| INFORMATION |
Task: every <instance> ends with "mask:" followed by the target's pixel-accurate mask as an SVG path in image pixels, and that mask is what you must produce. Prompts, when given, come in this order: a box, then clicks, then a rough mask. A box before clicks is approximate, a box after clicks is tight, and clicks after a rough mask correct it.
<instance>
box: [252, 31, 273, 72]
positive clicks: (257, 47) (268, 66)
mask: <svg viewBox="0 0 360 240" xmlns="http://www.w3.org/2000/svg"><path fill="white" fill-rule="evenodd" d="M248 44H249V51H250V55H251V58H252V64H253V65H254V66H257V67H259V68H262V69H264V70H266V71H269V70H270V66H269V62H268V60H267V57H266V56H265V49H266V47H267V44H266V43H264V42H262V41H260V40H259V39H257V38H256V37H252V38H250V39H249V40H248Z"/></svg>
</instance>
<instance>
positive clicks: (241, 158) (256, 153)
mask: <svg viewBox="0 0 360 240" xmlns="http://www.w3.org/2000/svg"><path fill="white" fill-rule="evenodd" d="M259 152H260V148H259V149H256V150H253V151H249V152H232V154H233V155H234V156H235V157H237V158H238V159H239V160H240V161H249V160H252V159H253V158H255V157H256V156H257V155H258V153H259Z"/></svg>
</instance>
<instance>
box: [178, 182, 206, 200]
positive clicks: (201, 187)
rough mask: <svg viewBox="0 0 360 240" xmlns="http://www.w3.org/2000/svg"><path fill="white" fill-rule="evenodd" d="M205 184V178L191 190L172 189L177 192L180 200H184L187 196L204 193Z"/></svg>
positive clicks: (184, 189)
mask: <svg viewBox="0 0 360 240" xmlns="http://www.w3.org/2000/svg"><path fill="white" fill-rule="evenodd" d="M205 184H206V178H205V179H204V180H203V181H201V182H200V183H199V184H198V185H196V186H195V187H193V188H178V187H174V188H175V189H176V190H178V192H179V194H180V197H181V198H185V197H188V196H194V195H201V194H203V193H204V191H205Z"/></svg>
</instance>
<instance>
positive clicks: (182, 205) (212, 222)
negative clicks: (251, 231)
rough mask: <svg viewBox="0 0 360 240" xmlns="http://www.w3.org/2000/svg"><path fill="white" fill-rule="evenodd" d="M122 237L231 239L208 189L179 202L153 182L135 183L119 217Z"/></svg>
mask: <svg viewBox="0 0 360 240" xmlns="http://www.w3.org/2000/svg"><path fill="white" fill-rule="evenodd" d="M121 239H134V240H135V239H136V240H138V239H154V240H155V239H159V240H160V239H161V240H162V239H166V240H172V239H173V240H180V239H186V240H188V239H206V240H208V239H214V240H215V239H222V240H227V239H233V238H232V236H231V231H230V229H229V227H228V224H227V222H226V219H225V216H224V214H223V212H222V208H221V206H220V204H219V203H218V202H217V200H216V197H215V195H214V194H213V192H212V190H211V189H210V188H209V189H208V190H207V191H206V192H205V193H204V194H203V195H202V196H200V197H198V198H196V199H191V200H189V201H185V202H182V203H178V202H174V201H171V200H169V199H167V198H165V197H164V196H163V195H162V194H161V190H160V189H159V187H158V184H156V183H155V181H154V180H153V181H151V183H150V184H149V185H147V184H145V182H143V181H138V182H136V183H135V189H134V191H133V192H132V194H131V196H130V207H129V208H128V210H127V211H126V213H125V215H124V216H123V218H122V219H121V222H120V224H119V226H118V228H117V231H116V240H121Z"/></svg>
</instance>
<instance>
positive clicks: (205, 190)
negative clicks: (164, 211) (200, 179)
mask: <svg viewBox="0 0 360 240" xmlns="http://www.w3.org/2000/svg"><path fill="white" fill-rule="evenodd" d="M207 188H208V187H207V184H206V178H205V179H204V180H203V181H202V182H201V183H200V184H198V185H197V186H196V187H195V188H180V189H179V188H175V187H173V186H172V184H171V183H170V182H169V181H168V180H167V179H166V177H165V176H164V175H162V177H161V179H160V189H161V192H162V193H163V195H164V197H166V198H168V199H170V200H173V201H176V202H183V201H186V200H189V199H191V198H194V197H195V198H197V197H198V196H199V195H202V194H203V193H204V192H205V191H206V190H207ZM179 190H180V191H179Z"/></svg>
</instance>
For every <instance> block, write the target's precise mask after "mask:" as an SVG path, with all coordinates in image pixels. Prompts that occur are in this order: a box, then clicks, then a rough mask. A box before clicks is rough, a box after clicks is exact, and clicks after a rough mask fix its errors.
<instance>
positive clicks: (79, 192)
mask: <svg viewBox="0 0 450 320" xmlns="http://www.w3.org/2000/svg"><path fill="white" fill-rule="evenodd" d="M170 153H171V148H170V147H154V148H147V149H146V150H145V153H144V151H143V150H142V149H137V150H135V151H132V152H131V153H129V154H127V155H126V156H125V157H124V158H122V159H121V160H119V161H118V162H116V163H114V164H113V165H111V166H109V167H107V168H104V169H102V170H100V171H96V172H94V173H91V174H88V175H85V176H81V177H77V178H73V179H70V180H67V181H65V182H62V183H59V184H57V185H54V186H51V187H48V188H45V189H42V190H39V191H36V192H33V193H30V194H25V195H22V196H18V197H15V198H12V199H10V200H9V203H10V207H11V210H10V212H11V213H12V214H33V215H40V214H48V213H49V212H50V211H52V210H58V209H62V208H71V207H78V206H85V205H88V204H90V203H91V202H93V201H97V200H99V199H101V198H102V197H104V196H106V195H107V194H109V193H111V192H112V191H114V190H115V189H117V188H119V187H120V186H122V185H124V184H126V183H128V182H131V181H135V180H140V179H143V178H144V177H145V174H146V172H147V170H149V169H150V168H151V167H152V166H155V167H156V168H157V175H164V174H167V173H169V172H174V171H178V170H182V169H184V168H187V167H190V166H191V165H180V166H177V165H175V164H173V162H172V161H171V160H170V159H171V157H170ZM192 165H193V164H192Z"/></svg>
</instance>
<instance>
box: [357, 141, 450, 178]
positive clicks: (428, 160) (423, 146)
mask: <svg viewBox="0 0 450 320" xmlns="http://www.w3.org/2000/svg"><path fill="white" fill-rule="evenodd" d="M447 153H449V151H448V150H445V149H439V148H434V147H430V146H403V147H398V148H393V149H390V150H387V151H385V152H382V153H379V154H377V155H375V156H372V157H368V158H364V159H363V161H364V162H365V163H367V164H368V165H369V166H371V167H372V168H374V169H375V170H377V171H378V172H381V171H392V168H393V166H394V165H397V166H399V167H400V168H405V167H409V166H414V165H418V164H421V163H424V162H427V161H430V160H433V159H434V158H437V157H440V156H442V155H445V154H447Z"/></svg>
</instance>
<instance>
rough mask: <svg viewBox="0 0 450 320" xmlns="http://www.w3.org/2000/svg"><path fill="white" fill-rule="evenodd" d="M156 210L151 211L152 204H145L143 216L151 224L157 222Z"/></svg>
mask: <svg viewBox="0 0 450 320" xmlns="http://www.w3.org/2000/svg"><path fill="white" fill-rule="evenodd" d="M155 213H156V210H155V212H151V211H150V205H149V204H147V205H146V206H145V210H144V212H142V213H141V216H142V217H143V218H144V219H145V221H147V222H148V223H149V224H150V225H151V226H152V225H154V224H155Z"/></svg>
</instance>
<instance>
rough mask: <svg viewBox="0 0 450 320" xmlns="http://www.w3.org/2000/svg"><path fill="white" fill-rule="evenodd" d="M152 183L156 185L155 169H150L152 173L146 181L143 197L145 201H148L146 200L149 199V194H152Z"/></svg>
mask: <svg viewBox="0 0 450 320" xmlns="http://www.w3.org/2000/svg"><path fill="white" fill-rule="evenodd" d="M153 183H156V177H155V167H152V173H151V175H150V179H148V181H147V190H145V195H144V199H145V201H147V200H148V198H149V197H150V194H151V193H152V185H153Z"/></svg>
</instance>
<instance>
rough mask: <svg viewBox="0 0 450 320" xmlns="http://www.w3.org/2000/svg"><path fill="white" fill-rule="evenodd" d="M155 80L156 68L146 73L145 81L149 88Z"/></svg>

| DIRECTIONS |
Report back every line of the entries in which "pixels" occurs.

| COMPLETED EXERCISE |
Task: every <instance> ends with "mask:" followed by the target's pixel-accurate mask as an SVG path in image pixels, and that mask is what you must produce. Prompts, when given, come in this order: a box, then clicks, then a rough mask. A box before clicks is approximate, a box after clicks is tight, and clicks after a rough mask correct it.
For every <instance> block, write the target's precise mask after "mask:" as an SVG path, with all coordinates in image pixels. Prompts that occur are in this order: a box, then clicks, then a rough mask. A box before clicks is rough, a box after clicks is exact, and clicks after a rough mask fix its errors.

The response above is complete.